▸ EXERCISE DIRECTIONS:
Reproduce, exactly and in full, only the lines below from the one containing "Target: shop front" through the one containing "Where can the red brick".

▸ GIVEN RECORDS:
::::::::::

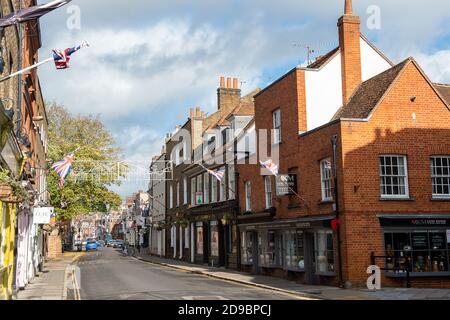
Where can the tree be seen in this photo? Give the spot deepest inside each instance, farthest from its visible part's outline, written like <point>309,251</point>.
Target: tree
<point>86,189</point>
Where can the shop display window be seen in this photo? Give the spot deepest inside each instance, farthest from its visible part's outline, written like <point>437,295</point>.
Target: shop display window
<point>293,250</point>
<point>420,251</point>
<point>247,242</point>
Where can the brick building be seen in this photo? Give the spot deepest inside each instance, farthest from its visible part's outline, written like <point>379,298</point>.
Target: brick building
<point>377,139</point>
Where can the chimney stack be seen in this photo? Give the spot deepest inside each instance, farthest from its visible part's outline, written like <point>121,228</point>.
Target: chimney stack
<point>350,44</point>
<point>229,96</point>
<point>229,83</point>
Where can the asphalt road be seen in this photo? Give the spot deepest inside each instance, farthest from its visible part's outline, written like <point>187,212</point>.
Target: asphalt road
<point>109,275</point>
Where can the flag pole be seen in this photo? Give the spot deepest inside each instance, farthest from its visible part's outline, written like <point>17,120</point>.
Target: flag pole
<point>34,66</point>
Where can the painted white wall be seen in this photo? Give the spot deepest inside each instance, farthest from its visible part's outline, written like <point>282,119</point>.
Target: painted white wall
<point>250,135</point>
<point>324,86</point>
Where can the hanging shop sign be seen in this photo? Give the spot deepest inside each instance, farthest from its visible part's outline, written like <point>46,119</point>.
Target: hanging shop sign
<point>286,184</point>
<point>199,198</point>
<point>43,215</point>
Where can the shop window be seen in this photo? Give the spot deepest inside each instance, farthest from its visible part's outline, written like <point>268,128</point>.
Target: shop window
<point>248,196</point>
<point>247,243</point>
<point>440,174</point>
<point>420,251</point>
<point>268,191</point>
<point>394,177</point>
<point>269,248</point>
<point>276,115</point>
<point>293,249</point>
<point>199,239</point>
<point>206,187</point>
<point>323,252</point>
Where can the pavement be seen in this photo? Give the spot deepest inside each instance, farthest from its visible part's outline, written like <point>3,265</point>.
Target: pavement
<point>300,290</point>
<point>50,284</point>
<point>110,275</point>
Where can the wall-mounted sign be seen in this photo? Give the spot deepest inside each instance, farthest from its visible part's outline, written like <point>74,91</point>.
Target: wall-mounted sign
<point>286,184</point>
<point>43,215</point>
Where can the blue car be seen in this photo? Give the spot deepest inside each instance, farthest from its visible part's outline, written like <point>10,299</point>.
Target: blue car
<point>91,246</point>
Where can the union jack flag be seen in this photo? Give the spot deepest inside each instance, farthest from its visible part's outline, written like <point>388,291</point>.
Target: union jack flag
<point>269,165</point>
<point>218,174</point>
<point>62,57</point>
<point>63,168</point>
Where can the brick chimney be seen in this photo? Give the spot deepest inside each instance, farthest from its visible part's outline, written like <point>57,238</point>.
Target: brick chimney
<point>229,95</point>
<point>349,42</point>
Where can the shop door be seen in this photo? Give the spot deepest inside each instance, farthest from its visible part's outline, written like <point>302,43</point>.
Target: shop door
<point>206,242</point>
<point>310,274</point>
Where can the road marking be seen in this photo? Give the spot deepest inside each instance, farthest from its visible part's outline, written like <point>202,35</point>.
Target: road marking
<point>292,295</point>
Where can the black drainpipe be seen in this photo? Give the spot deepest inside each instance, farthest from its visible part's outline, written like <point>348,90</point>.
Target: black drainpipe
<point>338,228</point>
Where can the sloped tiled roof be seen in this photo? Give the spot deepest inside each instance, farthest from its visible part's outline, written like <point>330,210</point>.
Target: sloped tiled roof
<point>444,91</point>
<point>369,93</point>
<point>323,60</point>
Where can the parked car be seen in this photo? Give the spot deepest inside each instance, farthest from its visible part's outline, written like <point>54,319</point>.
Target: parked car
<point>91,245</point>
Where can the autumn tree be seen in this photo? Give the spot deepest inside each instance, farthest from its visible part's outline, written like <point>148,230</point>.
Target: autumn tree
<point>85,191</point>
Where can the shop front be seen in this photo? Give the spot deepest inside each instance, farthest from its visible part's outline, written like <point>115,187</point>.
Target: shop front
<point>417,243</point>
<point>301,249</point>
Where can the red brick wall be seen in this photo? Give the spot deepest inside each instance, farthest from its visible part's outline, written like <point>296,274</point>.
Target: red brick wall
<point>54,247</point>
<point>391,129</point>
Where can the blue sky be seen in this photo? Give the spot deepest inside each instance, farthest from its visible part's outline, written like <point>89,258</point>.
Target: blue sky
<point>152,60</point>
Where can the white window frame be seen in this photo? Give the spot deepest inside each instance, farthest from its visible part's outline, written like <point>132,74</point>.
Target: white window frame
<point>443,176</point>
<point>206,187</point>
<point>268,191</point>
<point>170,196</point>
<point>193,190</point>
<point>222,190</point>
<point>178,194</point>
<point>326,180</point>
<point>276,117</point>
<point>248,196</point>
<point>231,182</point>
<point>405,176</point>
<point>185,190</point>
<point>213,190</point>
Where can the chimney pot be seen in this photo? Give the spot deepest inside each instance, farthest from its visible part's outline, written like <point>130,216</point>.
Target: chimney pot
<point>235,83</point>
<point>228,83</point>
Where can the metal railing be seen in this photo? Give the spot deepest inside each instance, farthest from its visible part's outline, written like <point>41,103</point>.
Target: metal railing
<point>404,269</point>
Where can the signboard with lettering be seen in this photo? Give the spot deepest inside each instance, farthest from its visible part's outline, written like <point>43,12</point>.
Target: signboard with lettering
<point>43,215</point>
<point>286,184</point>
<point>199,198</point>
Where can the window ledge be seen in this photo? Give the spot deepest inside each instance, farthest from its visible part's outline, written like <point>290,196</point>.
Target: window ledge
<point>417,274</point>
<point>437,199</point>
<point>397,199</point>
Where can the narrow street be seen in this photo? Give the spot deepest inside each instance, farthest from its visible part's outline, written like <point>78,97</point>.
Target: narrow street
<point>108,275</point>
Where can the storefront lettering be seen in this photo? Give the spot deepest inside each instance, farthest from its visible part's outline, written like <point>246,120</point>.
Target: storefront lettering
<point>420,222</point>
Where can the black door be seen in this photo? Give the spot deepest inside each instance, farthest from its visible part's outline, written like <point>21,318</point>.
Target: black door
<point>310,266</point>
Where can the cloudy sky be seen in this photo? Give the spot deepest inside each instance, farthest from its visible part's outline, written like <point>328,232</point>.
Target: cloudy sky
<point>151,60</point>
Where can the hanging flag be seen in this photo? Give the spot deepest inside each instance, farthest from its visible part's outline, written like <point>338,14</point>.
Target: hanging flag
<point>63,168</point>
<point>218,174</point>
<point>31,13</point>
<point>269,165</point>
<point>62,57</point>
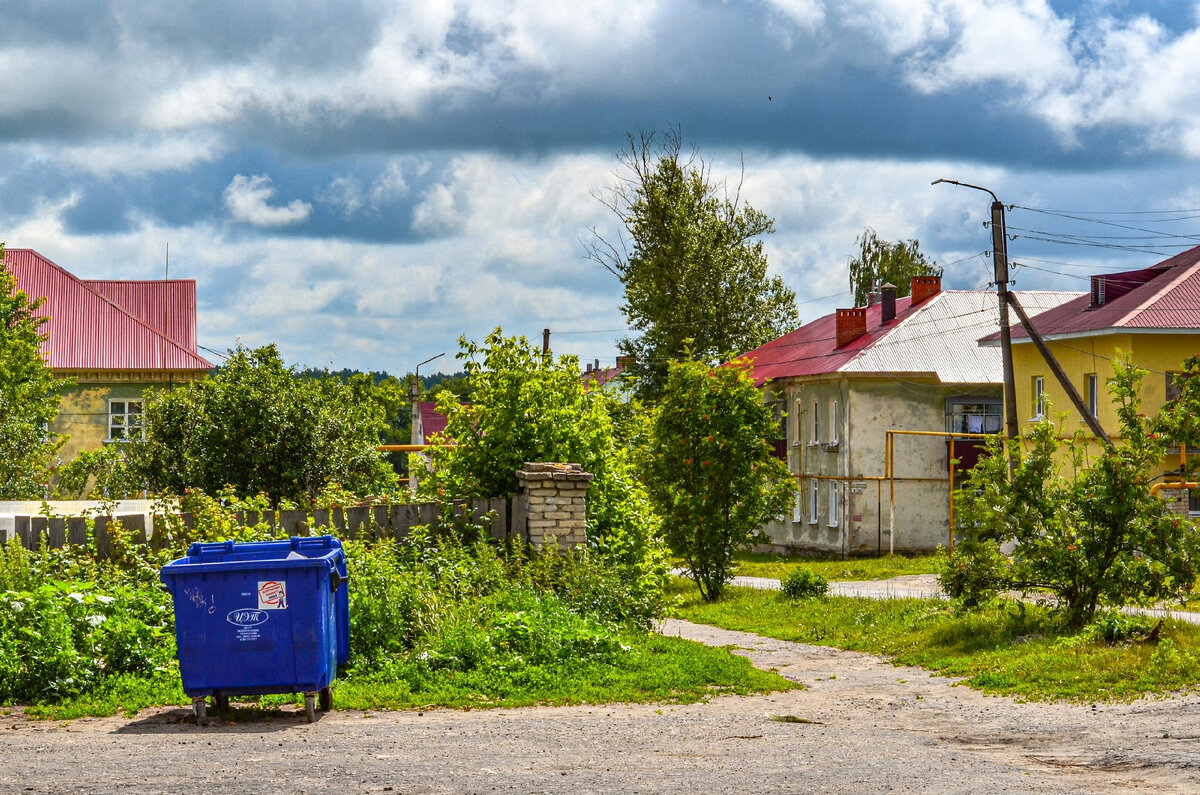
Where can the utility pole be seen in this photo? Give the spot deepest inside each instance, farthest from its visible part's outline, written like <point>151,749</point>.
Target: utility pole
<point>1060,374</point>
<point>1000,269</point>
<point>417,435</point>
<point>1000,255</point>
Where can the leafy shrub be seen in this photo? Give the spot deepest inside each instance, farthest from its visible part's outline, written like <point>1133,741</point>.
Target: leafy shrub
<point>61,639</point>
<point>1114,627</point>
<point>1087,531</point>
<point>803,584</point>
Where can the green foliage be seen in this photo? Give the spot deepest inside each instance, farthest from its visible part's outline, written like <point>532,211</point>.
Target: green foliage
<point>29,394</point>
<point>59,639</point>
<point>853,568</point>
<point>261,429</point>
<point>694,269</point>
<point>432,621</point>
<point>102,473</point>
<point>1090,533</point>
<point>1114,627</point>
<point>1179,422</point>
<point>803,584</point>
<point>1023,650</point>
<point>709,470</point>
<point>880,262</point>
<point>532,407</point>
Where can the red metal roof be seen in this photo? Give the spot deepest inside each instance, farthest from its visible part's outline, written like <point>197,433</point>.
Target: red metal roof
<point>93,329</point>
<point>1164,298</point>
<point>156,303</point>
<point>600,376</point>
<point>432,420</point>
<point>811,350</point>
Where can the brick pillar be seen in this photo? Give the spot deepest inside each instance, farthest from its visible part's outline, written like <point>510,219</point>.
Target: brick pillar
<point>556,502</point>
<point>1176,501</point>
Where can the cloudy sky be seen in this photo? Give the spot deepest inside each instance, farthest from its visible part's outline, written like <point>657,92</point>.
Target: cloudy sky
<point>364,181</point>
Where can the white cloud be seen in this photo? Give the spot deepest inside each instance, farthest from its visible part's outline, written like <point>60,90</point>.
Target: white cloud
<point>136,155</point>
<point>246,198</point>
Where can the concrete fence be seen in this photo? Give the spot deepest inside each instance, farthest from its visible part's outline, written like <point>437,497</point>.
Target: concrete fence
<point>552,508</point>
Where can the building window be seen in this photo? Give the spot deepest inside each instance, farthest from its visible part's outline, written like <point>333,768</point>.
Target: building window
<point>799,423</point>
<point>1173,387</point>
<point>973,416</point>
<point>124,419</point>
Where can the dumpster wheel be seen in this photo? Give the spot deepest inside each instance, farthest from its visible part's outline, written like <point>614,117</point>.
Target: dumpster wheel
<point>202,707</point>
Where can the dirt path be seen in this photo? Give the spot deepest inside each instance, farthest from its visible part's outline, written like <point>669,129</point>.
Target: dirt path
<point>876,728</point>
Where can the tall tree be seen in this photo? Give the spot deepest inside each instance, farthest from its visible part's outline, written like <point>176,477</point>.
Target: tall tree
<point>29,394</point>
<point>690,258</point>
<point>709,470</point>
<point>880,262</point>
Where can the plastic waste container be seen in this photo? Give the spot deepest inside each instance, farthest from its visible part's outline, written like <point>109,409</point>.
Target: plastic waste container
<point>261,617</point>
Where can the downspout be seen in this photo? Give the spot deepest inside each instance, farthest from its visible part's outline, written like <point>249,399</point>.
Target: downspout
<point>1182,483</point>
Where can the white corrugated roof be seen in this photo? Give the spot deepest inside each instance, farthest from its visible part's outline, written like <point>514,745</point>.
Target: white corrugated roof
<point>942,336</point>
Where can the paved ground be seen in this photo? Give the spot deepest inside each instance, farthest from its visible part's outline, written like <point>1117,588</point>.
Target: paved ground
<point>924,586</point>
<point>862,725</point>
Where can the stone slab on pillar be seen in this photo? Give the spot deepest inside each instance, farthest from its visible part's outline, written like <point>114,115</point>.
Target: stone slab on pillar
<point>556,503</point>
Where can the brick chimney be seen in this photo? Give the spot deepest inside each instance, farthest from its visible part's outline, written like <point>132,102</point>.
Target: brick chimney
<point>925,287</point>
<point>851,324</point>
<point>888,311</point>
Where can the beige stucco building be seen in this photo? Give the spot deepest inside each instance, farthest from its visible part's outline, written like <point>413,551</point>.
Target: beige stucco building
<point>843,382</point>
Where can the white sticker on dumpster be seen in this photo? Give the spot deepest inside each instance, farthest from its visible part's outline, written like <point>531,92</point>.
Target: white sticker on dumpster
<point>273,595</point>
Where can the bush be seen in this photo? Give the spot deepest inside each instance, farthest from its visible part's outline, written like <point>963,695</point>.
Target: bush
<point>1090,532</point>
<point>803,584</point>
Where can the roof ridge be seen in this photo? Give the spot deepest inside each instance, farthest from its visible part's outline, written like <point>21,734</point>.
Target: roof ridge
<point>1186,273</point>
<point>120,309</point>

::::::::::

▸ EXPECTED ANSWER:
Target: shop front
<point>417,243</point>
<point>301,249</point>
Where can the red brick wall be seen in this photo? Give the spot deepest inside each instance, farthest from its visible part's outline, written like <point>296,274</point>.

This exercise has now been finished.